▶ _Dataset rows showing where objects appear_
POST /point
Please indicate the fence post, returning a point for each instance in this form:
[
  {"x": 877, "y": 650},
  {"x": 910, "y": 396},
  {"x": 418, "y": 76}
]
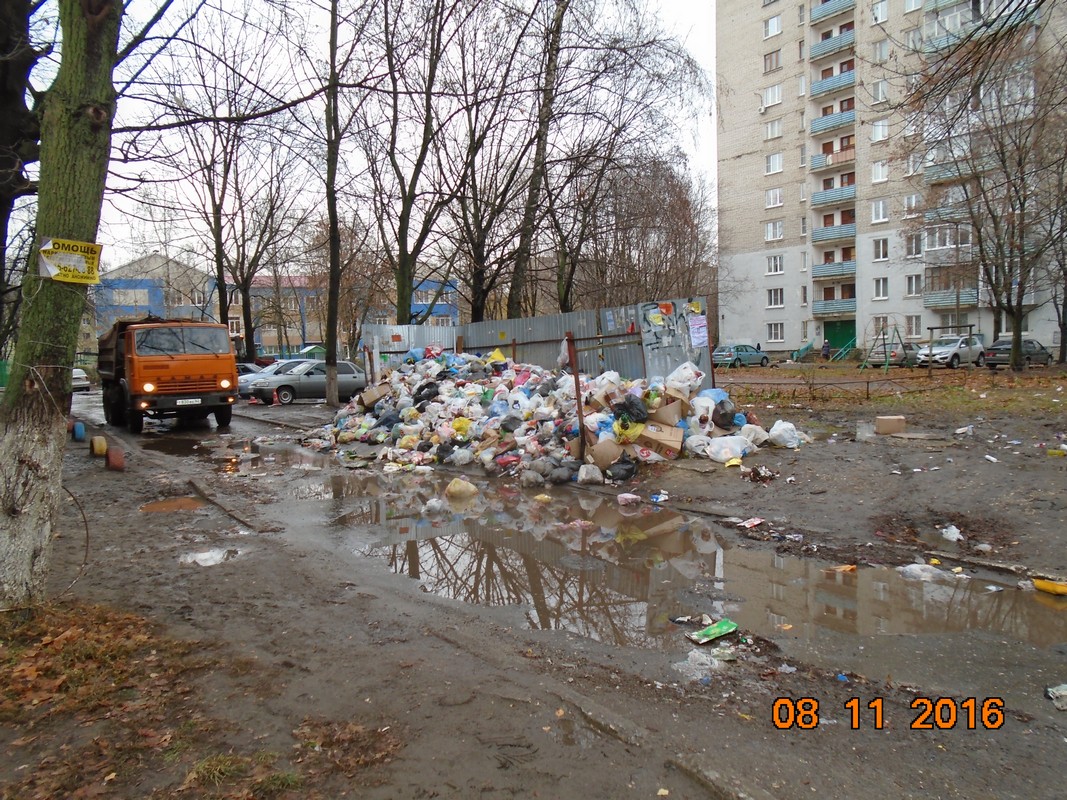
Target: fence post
[{"x": 572, "y": 357}]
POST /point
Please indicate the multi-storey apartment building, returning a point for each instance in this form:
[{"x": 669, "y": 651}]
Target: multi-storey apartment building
[{"x": 824, "y": 176}]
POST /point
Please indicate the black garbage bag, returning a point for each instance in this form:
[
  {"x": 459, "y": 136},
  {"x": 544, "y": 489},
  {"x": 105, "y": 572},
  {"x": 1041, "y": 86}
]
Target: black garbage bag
[
  {"x": 723, "y": 414},
  {"x": 623, "y": 469},
  {"x": 632, "y": 408}
]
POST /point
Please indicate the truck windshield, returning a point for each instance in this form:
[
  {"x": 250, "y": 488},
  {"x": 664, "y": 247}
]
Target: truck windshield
[{"x": 181, "y": 340}]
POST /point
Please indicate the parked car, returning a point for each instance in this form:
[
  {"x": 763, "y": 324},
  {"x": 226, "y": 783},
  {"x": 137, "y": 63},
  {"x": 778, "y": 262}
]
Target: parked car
[
  {"x": 308, "y": 380},
  {"x": 79, "y": 381},
  {"x": 244, "y": 381},
  {"x": 895, "y": 354},
  {"x": 999, "y": 354},
  {"x": 738, "y": 355},
  {"x": 951, "y": 351}
]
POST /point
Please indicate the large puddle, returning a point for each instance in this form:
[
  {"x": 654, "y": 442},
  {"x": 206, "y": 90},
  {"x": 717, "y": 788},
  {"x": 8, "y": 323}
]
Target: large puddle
[{"x": 579, "y": 562}]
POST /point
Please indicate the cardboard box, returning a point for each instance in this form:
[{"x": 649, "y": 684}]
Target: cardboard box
[
  {"x": 885, "y": 426},
  {"x": 372, "y": 394},
  {"x": 668, "y": 414},
  {"x": 663, "y": 440},
  {"x": 678, "y": 395}
]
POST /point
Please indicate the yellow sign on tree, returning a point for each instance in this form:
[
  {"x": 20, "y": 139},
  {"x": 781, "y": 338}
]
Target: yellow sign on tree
[{"x": 70, "y": 261}]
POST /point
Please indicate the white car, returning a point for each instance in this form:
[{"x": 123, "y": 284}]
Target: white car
[{"x": 951, "y": 351}]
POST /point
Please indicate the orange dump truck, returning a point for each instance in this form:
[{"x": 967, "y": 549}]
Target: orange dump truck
[{"x": 160, "y": 368}]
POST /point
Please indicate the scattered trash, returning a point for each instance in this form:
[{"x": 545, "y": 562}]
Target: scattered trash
[
  {"x": 1058, "y": 697},
  {"x": 1051, "y": 587},
  {"x": 712, "y": 633},
  {"x": 952, "y": 533}
]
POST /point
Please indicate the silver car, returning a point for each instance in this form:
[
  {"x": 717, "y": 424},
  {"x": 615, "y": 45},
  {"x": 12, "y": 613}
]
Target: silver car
[
  {"x": 307, "y": 381},
  {"x": 951, "y": 351}
]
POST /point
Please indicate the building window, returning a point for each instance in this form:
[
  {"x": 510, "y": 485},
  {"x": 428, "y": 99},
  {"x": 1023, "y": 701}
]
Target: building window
[
  {"x": 913, "y": 325},
  {"x": 946, "y": 236},
  {"x": 879, "y": 129}
]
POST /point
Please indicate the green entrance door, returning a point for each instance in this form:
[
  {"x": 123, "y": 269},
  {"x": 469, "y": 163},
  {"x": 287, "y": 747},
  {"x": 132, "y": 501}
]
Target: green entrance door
[{"x": 841, "y": 333}]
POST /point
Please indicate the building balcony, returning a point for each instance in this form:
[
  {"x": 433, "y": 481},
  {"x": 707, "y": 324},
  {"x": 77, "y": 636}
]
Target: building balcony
[
  {"x": 832, "y": 122},
  {"x": 946, "y": 298},
  {"x": 827, "y": 160},
  {"x": 832, "y": 307},
  {"x": 952, "y": 29},
  {"x": 831, "y": 45},
  {"x": 831, "y": 9},
  {"x": 833, "y": 233},
  {"x": 833, "y": 83},
  {"x": 835, "y": 269},
  {"x": 833, "y": 196}
]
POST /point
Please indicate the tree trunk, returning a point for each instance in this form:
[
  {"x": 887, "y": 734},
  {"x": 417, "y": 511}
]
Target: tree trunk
[
  {"x": 75, "y": 149},
  {"x": 524, "y": 254}
]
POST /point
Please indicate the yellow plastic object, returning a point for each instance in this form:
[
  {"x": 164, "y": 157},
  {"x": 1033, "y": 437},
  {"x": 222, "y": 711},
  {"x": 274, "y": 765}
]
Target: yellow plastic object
[{"x": 1052, "y": 587}]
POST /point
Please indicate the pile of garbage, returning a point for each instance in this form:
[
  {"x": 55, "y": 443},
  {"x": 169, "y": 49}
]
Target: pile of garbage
[{"x": 523, "y": 419}]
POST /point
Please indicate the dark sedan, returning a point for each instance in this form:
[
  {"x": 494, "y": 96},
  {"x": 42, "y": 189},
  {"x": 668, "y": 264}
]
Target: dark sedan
[{"x": 999, "y": 354}]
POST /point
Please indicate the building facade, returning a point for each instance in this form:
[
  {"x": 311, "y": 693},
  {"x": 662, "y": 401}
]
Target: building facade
[{"x": 824, "y": 177}]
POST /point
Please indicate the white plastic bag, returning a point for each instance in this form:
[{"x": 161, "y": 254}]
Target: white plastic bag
[
  {"x": 784, "y": 434},
  {"x": 726, "y": 448}
]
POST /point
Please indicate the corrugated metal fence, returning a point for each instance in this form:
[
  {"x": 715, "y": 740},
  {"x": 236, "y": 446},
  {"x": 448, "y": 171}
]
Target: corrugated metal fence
[{"x": 643, "y": 340}]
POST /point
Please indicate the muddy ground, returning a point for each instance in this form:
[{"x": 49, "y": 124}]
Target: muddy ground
[{"x": 300, "y": 670}]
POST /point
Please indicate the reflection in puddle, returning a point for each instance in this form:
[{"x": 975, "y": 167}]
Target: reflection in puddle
[
  {"x": 589, "y": 566},
  {"x": 174, "y": 504},
  {"x": 210, "y": 558}
]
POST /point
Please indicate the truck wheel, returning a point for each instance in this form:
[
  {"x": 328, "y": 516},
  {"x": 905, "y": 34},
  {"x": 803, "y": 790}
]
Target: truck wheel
[{"x": 223, "y": 415}]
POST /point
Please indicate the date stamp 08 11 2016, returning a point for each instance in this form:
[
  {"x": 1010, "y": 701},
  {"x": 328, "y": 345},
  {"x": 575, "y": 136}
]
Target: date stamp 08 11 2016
[{"x": 932, "y": 714}]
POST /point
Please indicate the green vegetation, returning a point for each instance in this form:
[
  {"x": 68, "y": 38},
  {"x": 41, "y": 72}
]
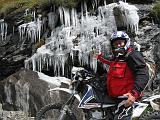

▶ _WORK REQUIRED_
Pull out every line of the records that contains the word "large", matching upper and lower case exactly.

▶ _REPLY TO THE EXERCISE_
Please indicate the large puddle, returning a point for each instance in this form:
Target: large puddle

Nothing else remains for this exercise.